┏━━
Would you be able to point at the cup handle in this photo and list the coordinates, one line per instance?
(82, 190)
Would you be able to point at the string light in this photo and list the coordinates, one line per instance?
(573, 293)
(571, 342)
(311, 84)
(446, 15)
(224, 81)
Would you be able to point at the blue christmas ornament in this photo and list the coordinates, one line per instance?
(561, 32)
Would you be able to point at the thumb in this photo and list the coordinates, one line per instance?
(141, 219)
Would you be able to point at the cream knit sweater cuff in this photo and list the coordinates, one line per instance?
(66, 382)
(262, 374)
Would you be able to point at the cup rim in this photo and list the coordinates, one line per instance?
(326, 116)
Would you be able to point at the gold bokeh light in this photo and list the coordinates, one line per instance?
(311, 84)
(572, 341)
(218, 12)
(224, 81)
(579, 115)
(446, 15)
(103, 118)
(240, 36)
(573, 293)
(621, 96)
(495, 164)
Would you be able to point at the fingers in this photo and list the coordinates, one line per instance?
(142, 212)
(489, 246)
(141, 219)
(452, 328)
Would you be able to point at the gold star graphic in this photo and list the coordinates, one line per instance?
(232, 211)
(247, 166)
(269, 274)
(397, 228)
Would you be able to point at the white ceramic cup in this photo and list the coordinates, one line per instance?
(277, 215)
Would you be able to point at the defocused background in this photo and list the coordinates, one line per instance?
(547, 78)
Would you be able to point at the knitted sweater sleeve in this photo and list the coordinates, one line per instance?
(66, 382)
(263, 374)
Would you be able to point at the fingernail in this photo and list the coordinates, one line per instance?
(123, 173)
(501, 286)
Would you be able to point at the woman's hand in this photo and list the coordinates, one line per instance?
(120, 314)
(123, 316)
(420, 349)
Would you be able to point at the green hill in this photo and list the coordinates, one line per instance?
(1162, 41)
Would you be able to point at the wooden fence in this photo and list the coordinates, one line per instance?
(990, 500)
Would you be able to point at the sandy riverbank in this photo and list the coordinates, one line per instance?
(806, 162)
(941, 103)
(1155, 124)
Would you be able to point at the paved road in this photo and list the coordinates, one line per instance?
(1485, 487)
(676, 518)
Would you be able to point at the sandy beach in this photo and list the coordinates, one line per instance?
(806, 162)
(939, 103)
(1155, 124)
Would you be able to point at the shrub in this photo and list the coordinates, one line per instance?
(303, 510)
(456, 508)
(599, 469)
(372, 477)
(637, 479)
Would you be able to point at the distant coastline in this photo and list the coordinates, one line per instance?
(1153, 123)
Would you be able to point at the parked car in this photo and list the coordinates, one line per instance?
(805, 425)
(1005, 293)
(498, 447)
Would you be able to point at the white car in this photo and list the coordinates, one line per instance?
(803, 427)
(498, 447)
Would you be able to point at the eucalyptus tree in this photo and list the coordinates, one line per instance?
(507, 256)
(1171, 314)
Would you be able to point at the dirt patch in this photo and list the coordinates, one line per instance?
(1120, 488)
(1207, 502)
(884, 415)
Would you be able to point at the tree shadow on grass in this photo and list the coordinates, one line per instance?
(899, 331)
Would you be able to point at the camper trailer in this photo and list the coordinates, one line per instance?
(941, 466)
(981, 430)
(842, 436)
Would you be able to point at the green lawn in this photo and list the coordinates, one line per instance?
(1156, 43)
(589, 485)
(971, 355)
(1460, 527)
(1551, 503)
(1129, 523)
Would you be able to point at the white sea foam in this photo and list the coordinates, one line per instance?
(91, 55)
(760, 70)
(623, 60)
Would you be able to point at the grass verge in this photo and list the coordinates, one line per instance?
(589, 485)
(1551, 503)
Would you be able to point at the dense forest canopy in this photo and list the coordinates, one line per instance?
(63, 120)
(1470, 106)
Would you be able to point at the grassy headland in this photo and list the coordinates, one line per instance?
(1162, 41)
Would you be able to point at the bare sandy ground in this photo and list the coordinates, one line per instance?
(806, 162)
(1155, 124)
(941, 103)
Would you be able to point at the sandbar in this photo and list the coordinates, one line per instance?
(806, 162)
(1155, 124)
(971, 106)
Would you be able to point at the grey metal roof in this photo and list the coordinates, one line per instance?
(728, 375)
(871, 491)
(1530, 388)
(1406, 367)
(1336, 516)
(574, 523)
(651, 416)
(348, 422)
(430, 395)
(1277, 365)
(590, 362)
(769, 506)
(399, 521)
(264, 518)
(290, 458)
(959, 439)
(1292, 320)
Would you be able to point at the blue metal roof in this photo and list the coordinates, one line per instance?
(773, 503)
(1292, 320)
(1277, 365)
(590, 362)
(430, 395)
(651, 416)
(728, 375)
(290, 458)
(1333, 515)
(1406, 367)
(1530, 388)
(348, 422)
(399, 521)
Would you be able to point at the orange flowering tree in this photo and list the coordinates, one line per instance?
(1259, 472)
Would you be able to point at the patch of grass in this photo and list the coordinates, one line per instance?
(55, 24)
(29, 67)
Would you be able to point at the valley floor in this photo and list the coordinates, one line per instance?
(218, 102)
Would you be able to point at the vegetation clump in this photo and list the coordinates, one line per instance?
┗━━
▸ **BRIEF**
Retype the records that precede this task, keeping them exactly the same.

▸ **OUTPUT FOR THIS EXERCISE**
Would you be able to point at the cup handle in this photo and list the coordinates, one line per instance?
(82, 190)
Would you be able to point at the string light in this photo and list the coordinates, one line per instance?
(573, 293)
(571, 342)
(311, 84)
(446, 15)
(224, 81)
Would you be able to point at the blue christmas ornament in this photo and list the coordinates, one line per instance?
(561, 32)
Would you be able to point at the thumb in this photo and list the coordinates, one line per instance?
(141, 219)
Would you be able to point at the cream knit sweater cuff in this photo and list the coordinates, one line per instance?
(66, 382)
(262, 374)
Would you be able to point at the cup rim in this photo and list the coordinates, one line per instance?
(326, 116)
Would you be able to point at the gold bokeh light in this photo and list the coordinates, one line per instance?
(311, 84)
(572, 341)
(218, 12)
(224, 81)
(579, 115)
(446, 15)
(103, 118)
(240, 36)
(573, 293)
(621, 96)
(495, 164)
Would you be able to point at the fingers in this photo and list the coordinates, one line per instance?
(142, 212)
(489, 246)
(141, 219)
(452, 328)
Would you be able to point at the gold star graphic in this photo and list the coordinates, one line per instance?
(232, 211)
(247, 166)
(269, 274)
(397, 228)
Would you be able to point at the white ceramic cup in this photo and list the coordinates, one line per instance?
(277, 215)
Would you be able to point at the defocused background in this photo and list the coordinates, one line per instance?
(547, 78)
Would you be able to point at the knitted sweater sleeve in this photo and list the coordinates, one line per instance?
(66, 382)
(263, 374)
Would you be able to point at the fingernail in this photo and list the coordinates, one line per instance?
(123, 173)
(501, 286)
Would you be able to point at the woman's hand in this photo and list the coordinates, one line per instance?
(120, 314)
(123, 316)
(420, 349)
Would you be able to point at the green hill in this photo and list the coordinates, one line per instance?
(1162, 41)
Would you be able to point at the wooden fence in this photo and list the coordinates, one line per instance?
(990, 500)
Would you be able to point at the sandy riverbank in this photo and list the coordinates, one line per instance?
(806, 162)
(941, 103)
(1155, 124)
Would you be able to point at the paved road in this photo and list the coordinates, one line per instance?
(1485, 487)
(676, 518)
Would you be able to point at the sandy beach in this photo and list the coordinates, one line per instance?
(806, 162)
(939, 103)
(1155, 124)
Would you be able to point at the shrub in this photo and list the coordinates, one line per instance?
(303, 510)
(456, 508)
(599, 469)
(372, 477)
(637, 479)
Would you be able to point at the distant coastline in this photo and list the coordinates, one line per instance?
(1153, 123)
Would you be able to point at the parked car in this photo and list the coordinates, one line per instance?
(805, 425)
(1005, 293)
(498, 447)
Would you be able to point at the white car in this photo and list the coordinates, one line per instance?
(803, 427)
(498, 447)
Would you be able to point at the eucalyptus tree in this photo and list the coordinates, one line per instance?
(507, 256)
(1171, 314)
Would you be able to point at the dirt patch in this photo and list the coordinates, one line per instance?
(1120, 488)
(1207, 502)
(884, 415)
Would you be able to point at the tree shadow on grass in this photo and list the coordinates, one line per instance?
(899, 331)
Would you be able to point at the camper trailer in this photo and list the coordinates, one line per instance?
(941, 466)
(981, 430)
(842, 436)
Would you be able to point at the green lawn in this photo and list the coordinates, one line per instance?
(1156, 43)
(589, 485)
(971, 355)
(1460, 527)
(1551, 503)
(1129, 523)
Would you be able to point at the white sea foam in this photo and list the coordinates, one line per instance?
(91, 55)
(760, 70)
(623, 60)
Would you be able to point at the grass verge in this photo and list the coordinates, one line per instance?
(589, 485)
(1551, 503)
Would you be able to point at the dense forest canopy in this photo and list the coordinates, one line per instance?
(63, 120)
(1470, 106)
Would you be able to point at the grassy headland in this photo and list the coordinates, one line per instance?
(1162, 41)
Would you be able to point at the bare sandy ground in this photo and list the coordinates, one line per instance?
(806, 162)
(1155, 124)
(941, 103)
Would you be able to point at the sandbar in this photo and list the coordinates, one line per instance?
(806, 162)
(1155, 124)
(971, 106)
Would you be able to point at the grey metal roof in this photo and list the coordinates, one line per instance?
(728, 375)
(871, 491)
(1530, 388)
(1406, 367)
(1336, 516)
(574, 523)
(651, 416)
(348, 422)
(430, 395)
(1277, 365)
(590, 362)
(769, 506)
(399, 521)
(264, 518)
(290, 458)
(959, 439)
(1292, 320)
Would you be able to point at the blue metal roof in this photo and list the coordinates, one line per instance?
(773, 503)
(1292, 320)
(1277, 365)
(590, 362)
(430, 395)
(651, 416)
(728, 375)
(290, 458)
(1333, 515)
(1406, 367)
(1530, 388)
(348, 422)
(399, 521)
Would you be able to point at the orange flowering tree in this photo and list the coordinates, one line per instance?
(1259, 472)
Would you be able to point at the patch of grass in this photo and list the coordinates, one line per instance?
(55, 24)
(29, 67)
Would you be able to point at the valley floor in this photo and list the coordinates, one line per instance?
(218, 102)
Would you be able to point at the vegetation clump in this photo and list the coordinates, one line per instance?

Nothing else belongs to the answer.